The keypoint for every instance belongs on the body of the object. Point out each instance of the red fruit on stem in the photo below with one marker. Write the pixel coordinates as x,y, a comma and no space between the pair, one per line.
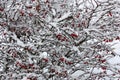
117,38
33,0
74,35
103,67
103,61
45,59
69,62
30,14
1,9
62,59
110,14
38,7
28,7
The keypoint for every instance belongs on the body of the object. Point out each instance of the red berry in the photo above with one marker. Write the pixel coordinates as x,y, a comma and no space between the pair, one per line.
1,9
62,59
74,35
45,59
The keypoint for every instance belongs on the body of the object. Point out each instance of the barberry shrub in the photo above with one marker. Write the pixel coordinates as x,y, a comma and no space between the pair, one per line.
58,39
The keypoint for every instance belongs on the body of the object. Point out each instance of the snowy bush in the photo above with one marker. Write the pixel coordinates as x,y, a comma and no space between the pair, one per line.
59,39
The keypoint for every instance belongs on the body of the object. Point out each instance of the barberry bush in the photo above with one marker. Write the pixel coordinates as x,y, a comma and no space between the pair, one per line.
58,39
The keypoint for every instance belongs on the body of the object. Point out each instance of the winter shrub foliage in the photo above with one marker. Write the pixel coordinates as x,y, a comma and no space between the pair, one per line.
58,39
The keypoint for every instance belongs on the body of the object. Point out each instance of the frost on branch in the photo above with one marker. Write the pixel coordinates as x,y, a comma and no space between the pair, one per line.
59,39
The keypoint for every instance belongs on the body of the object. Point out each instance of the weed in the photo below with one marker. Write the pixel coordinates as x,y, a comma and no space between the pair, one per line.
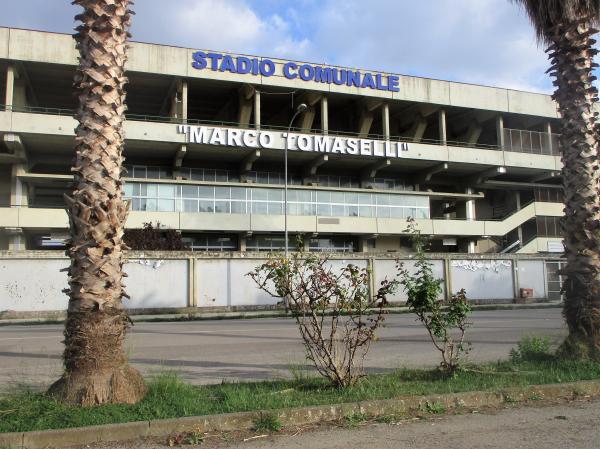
354,419
433,408
531,348
267,422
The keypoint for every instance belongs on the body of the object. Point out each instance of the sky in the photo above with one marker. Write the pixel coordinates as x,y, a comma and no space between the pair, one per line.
486,42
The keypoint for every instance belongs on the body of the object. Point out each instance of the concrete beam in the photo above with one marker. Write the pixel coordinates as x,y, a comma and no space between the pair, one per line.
544,176
249,160
485,175
426,175
311,169
371,171
472,134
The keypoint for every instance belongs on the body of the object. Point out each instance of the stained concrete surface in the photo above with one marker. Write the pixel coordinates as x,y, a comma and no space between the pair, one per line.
210,351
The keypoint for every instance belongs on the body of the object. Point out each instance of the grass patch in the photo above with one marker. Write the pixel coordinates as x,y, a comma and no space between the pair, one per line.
169,397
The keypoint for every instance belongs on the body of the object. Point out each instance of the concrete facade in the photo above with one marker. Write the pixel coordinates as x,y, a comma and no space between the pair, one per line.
464,152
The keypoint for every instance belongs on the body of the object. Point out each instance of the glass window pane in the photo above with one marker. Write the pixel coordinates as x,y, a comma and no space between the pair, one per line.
352,211
206,206
337,197
324,210
238,207
275,208
238,193
276,195
260,208
221,175
190,191
222,207
206,192
190,205
151,204
260,194
351,198
366,211
337,210
222,193
166,191
153,173
166,205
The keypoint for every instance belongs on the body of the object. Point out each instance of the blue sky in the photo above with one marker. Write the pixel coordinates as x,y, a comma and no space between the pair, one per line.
476,41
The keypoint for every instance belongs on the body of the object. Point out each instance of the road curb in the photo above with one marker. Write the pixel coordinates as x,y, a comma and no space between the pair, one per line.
304,415
256,314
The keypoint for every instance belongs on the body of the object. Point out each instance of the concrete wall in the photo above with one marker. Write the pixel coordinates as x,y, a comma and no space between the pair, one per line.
25,45
180,280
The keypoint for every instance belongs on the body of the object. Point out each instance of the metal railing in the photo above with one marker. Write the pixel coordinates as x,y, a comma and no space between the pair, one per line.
532,142
515,140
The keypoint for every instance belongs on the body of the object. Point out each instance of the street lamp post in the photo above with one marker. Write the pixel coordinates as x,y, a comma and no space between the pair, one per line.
301,108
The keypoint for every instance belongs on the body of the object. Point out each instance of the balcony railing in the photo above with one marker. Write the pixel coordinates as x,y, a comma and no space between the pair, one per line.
533,142
516,140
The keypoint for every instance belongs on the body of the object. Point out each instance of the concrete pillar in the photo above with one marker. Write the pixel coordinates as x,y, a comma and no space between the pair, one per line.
325,115
10,86
257,109
184,101
442,127
385,121
242,243
548,142
500,131
16,240
18,189
470,216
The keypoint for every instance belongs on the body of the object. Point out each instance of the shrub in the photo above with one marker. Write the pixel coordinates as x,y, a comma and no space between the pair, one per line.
531,348
267,422
446,321
336,314
153,238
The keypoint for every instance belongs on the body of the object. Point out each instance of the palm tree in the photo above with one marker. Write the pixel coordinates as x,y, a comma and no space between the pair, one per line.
567,27
96,369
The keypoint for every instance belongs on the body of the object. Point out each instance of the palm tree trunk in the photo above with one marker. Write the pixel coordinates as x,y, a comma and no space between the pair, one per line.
96,369
572,55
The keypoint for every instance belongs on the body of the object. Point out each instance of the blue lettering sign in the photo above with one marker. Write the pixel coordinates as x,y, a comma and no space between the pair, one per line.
290,70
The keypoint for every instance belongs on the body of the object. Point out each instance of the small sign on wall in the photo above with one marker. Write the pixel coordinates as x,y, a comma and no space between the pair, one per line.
555,246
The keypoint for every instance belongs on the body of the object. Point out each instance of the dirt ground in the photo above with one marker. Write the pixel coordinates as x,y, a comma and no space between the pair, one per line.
572,425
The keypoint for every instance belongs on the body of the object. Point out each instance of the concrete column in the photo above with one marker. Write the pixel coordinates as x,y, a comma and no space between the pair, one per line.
500,131
18,189
548,142
385,121
16,240
257,109
10,86
242,243
470,216
184,101
325,115
442,126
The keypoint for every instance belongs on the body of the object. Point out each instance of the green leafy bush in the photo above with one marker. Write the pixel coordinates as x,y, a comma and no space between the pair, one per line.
446,321
531,348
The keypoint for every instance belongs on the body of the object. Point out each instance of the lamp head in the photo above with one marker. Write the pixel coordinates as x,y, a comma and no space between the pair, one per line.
301,107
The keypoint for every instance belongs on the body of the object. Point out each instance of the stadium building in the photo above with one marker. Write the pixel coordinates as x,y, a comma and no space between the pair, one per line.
478,167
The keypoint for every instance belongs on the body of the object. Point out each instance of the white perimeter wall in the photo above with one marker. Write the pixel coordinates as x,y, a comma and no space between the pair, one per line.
36,284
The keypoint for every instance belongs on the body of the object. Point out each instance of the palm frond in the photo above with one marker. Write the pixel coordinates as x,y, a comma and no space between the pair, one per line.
545,14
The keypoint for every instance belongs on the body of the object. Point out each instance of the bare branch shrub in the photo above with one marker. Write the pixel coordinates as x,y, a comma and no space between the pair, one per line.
446,321
335,311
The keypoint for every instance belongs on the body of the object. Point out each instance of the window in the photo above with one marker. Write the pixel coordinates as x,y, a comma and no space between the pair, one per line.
270,201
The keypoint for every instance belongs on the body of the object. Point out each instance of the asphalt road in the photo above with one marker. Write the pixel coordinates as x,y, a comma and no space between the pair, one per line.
211,351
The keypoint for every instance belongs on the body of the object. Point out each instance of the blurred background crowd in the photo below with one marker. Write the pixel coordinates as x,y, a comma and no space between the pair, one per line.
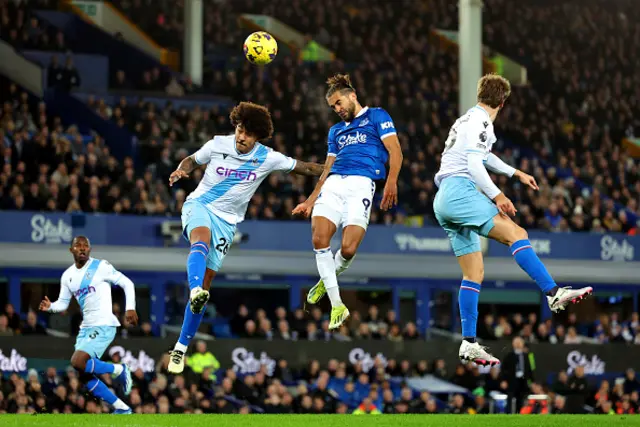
339,387
565,127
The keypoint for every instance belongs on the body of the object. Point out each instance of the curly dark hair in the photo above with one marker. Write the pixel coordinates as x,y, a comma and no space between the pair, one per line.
255,119
339,83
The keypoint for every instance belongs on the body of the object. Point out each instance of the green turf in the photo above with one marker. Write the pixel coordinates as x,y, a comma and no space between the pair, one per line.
317,420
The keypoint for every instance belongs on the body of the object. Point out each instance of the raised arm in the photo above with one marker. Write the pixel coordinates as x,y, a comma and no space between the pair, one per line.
189,163
63,300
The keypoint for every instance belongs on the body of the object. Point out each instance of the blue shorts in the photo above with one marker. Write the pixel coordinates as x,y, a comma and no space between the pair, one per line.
95,340
464,213
195,214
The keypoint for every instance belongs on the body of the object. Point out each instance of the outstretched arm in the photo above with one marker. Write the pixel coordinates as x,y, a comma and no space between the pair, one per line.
390,194
186,166
308,168
61,304
496,165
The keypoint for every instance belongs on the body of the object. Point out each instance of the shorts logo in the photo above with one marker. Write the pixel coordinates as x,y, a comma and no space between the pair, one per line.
237,173
84,291
358,138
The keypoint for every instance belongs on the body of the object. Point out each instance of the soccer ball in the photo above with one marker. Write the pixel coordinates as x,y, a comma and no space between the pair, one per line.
260,48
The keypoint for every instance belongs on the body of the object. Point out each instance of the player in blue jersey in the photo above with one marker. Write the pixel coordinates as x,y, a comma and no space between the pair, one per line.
359,148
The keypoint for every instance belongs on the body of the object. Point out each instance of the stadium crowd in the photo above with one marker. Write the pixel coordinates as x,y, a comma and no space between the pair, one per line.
339,387
374,325
423,113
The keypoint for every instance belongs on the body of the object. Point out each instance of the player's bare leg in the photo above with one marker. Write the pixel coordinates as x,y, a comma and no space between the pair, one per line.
509,233
472,266
200,239
352,236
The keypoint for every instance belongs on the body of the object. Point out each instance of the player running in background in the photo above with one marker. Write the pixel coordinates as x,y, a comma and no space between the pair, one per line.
236,165
465,213
359,148
89,280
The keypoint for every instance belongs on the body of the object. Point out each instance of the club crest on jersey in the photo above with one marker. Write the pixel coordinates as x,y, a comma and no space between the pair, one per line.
357,138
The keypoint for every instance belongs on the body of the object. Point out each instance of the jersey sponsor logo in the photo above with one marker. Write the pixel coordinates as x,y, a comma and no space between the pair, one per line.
357,138
237,173
245,362
12,363
46,230
84,291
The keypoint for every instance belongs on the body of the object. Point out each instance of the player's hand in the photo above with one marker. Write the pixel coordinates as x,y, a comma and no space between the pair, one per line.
303,209
131,317
45,304
505,206
389,196
527,179
177,175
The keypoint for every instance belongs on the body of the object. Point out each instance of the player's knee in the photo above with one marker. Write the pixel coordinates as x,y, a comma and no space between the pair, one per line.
348,250
320,240
475,276
518,233
78,362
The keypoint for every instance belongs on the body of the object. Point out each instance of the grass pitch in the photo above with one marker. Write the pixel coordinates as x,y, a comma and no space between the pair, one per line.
318,420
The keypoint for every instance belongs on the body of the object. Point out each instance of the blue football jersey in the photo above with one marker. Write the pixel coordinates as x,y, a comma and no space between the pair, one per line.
358,145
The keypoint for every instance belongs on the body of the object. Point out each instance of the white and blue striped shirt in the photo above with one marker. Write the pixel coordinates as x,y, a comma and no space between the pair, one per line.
232,178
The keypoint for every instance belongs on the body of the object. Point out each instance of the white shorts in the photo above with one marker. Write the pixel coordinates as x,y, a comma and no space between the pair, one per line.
346,200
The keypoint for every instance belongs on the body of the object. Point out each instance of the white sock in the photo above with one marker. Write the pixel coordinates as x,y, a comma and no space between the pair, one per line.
180,347
341,263
327,270
117,369
119,404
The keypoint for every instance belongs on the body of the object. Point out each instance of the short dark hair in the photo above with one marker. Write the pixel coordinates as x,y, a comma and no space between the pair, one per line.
493,90
339,83
255,119
80,237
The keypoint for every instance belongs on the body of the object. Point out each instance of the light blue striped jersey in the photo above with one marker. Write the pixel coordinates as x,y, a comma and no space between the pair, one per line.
231,178
91,287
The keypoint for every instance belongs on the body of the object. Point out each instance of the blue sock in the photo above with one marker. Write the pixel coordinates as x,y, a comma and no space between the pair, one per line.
527,259
98,367
100,390
197,264
468,301
190,325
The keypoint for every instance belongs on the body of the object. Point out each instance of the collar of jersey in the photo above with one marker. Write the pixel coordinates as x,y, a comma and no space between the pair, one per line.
85,264
364,110
255,147
482,109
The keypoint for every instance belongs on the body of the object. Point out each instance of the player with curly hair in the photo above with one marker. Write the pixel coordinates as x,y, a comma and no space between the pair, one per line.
236,165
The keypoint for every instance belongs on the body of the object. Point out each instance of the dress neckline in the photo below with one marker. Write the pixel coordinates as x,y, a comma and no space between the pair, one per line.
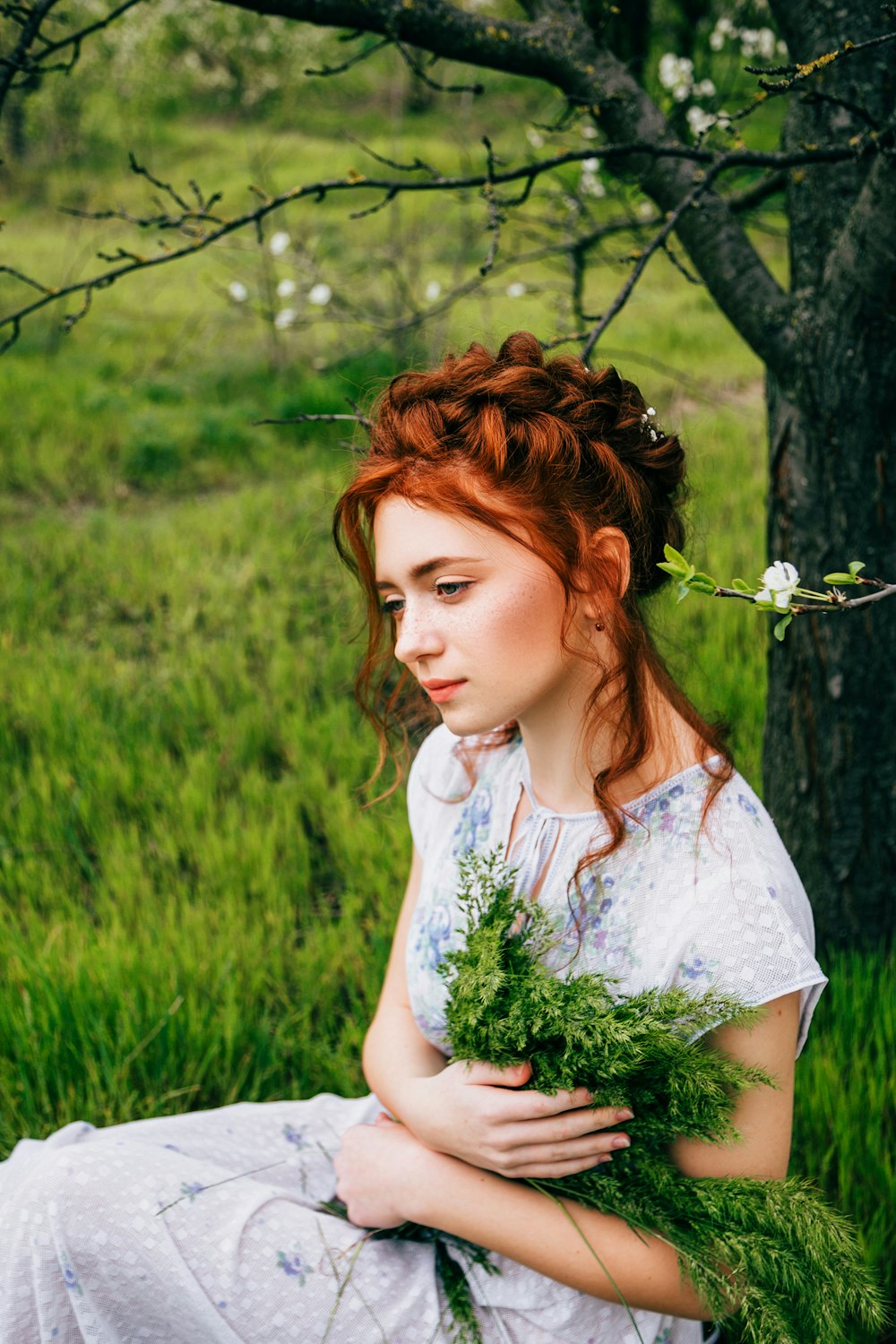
641,800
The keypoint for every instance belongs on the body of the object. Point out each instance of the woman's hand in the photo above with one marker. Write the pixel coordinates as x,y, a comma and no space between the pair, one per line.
478,1113
379,1167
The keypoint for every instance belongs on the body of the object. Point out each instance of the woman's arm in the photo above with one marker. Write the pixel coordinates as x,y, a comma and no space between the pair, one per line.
473,1110
573,1245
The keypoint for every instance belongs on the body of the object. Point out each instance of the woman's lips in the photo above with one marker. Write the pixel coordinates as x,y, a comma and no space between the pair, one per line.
440,691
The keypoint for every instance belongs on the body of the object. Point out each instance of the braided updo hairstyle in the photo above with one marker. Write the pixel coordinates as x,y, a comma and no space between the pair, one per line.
547,453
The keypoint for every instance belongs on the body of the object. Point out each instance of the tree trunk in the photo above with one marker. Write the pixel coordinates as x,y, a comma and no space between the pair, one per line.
829,761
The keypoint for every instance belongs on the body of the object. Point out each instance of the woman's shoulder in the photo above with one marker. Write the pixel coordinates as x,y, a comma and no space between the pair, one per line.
447,771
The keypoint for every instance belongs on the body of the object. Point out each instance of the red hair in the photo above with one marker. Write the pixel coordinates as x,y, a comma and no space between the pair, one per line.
546,453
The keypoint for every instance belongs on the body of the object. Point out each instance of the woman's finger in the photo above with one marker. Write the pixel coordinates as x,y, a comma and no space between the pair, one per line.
554,1171
567,1124
512,1075
584,1150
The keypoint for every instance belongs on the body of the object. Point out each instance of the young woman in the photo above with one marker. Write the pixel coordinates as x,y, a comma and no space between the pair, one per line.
505,526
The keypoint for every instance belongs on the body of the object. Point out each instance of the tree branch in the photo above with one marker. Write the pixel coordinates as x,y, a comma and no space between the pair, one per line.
203,228
861,265
19,62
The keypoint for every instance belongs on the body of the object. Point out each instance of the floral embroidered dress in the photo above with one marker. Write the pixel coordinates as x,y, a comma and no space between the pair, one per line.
142,1231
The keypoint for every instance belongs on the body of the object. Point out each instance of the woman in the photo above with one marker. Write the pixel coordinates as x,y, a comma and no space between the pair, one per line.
505,526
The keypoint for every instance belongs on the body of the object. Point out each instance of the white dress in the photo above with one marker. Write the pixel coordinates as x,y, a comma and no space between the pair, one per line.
156,1231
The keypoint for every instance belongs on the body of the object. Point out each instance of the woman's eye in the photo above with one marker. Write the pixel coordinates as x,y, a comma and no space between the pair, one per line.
450,589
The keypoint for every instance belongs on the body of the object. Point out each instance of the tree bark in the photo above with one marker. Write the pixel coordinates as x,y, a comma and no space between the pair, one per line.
829,761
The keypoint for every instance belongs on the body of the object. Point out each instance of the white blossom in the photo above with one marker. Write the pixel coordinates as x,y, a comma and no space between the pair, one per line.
590,182
676,74
780,581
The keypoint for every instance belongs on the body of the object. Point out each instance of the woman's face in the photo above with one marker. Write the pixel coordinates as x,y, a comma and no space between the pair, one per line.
477,617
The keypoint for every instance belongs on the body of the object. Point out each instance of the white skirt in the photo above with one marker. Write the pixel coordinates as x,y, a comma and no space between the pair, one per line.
207,1228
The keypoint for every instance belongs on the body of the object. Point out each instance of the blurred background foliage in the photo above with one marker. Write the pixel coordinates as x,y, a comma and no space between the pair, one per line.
195,906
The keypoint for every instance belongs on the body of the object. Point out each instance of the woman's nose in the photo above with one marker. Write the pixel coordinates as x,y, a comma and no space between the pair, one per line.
417,634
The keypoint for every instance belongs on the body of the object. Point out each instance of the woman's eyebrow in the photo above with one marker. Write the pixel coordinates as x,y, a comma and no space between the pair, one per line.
419,572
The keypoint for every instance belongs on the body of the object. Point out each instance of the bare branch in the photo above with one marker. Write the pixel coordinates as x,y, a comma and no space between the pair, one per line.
19,62
324,419
202,228
75,39
799,72
352,61
495,214
432,83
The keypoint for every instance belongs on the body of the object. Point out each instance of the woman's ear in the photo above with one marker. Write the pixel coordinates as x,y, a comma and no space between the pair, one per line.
606,572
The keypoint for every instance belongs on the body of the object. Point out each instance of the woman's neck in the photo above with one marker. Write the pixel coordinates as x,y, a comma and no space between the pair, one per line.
562,773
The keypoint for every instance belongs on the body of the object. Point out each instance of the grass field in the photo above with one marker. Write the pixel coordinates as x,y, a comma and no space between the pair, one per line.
195,908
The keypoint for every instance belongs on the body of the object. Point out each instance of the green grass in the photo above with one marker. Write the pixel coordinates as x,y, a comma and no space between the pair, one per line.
194,905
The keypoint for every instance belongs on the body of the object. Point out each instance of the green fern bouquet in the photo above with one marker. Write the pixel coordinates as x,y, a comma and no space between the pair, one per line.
796,1265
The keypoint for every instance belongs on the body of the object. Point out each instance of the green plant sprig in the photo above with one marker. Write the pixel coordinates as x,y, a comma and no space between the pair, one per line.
771,1253
778,588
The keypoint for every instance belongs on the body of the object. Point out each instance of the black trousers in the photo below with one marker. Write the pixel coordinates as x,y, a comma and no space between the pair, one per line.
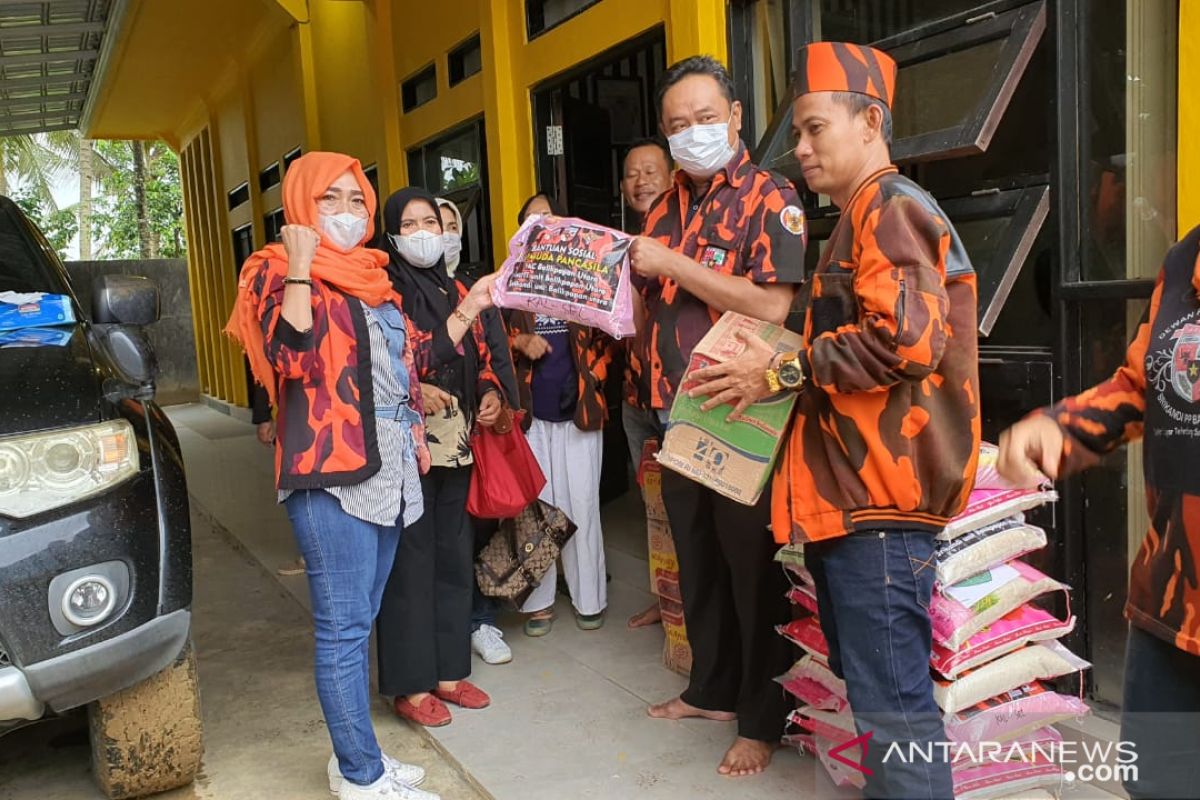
733,595
1161,717
424,625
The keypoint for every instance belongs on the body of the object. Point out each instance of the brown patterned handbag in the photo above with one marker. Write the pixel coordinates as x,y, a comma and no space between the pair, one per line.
513,564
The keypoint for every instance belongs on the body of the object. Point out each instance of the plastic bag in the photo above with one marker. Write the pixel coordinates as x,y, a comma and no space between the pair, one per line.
805,633
987,547
988,477
507,477
1007,780
965,608
810,692
1009,632
570,269
987,506
804,596
1039,661
1014,714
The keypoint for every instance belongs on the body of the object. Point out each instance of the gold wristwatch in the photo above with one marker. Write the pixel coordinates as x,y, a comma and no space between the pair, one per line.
787,374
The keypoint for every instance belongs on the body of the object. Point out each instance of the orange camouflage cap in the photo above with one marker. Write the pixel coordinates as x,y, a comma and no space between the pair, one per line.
841,66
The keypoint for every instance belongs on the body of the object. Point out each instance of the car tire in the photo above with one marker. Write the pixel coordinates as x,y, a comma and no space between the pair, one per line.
148,738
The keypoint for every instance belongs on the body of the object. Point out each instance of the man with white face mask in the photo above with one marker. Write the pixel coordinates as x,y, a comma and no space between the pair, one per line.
726,236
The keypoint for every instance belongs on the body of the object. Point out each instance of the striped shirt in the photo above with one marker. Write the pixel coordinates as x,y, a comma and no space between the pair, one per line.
396,487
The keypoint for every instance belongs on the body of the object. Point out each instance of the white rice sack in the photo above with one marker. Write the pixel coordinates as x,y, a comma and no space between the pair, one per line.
988,506
963,609
988,476
1041,661
987,547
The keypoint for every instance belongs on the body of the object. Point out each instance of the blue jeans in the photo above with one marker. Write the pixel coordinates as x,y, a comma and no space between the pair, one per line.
348,561
874,590
640,425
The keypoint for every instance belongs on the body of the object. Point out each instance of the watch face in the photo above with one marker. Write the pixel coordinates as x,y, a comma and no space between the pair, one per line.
790,374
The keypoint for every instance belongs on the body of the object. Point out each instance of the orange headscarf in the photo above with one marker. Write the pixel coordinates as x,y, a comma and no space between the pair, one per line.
359,272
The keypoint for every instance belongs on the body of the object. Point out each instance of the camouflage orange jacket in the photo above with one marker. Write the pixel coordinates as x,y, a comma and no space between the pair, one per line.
592,354
1156,396
887,428
327,425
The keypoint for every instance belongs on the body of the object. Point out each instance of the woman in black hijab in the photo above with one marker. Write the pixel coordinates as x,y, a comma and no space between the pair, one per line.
425,618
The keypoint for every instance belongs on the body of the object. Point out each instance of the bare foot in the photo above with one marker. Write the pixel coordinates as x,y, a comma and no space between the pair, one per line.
652,615
747,757
676,709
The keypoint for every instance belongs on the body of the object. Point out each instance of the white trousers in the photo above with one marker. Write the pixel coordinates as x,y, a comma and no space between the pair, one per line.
570,458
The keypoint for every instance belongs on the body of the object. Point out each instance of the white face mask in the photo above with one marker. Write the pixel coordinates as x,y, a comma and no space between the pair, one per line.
423,248
453,246
702,149
345,230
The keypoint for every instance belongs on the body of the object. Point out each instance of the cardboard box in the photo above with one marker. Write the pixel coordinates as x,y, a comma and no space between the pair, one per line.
36,312
733,458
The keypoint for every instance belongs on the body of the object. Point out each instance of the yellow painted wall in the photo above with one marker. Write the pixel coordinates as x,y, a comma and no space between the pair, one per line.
1188,163
279,109
349,118
232,143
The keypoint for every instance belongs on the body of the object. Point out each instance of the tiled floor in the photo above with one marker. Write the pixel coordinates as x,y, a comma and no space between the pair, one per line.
568,719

◆ PROBLEM TO WORK ON:
Set down, unchanged, the line that contains "the white trousers" together with every later line in the records, through the last one.

◆ ANSWER FOR THE TASK:
The keypoint for every instance belongs on the body of the object. Point out each instance of the white trousers in the photo above with one marker. Write the pixel coordinates as x,y, a comma and no space between the pair, one per line.
570,458
The keypoint for every instance belongs on the body of the object. Point out each instance of the white face mask in the photo above with one marker. Write the pixel coordinates as x,y, a comma and no space between the pair, one per line.
423,248
453,246
702,149
345,230
The keypoint for every instance belongs on the body of the object. Point out each instance of the cardboard box in the photo above with one marker. Write the pixel coordinates as x,y, a comma and no space between the pair, one per line.
36,312
733,458
The keypoint for every instance belongs on the body of the object. Point out each instance of the yellow painted wall in the photo above with one marker. Write the pixel coordinates as x,y, a comma and no space between the pair, one per line.
1188,163
279,109
349,118
232,143
The keypoint for every instance belongs on the body of the object. Point out each instance of the tiled floor in the photo above with one marker. Write the pixel coordinates as x,y, a comma and no space between the pair, one per line.
568,719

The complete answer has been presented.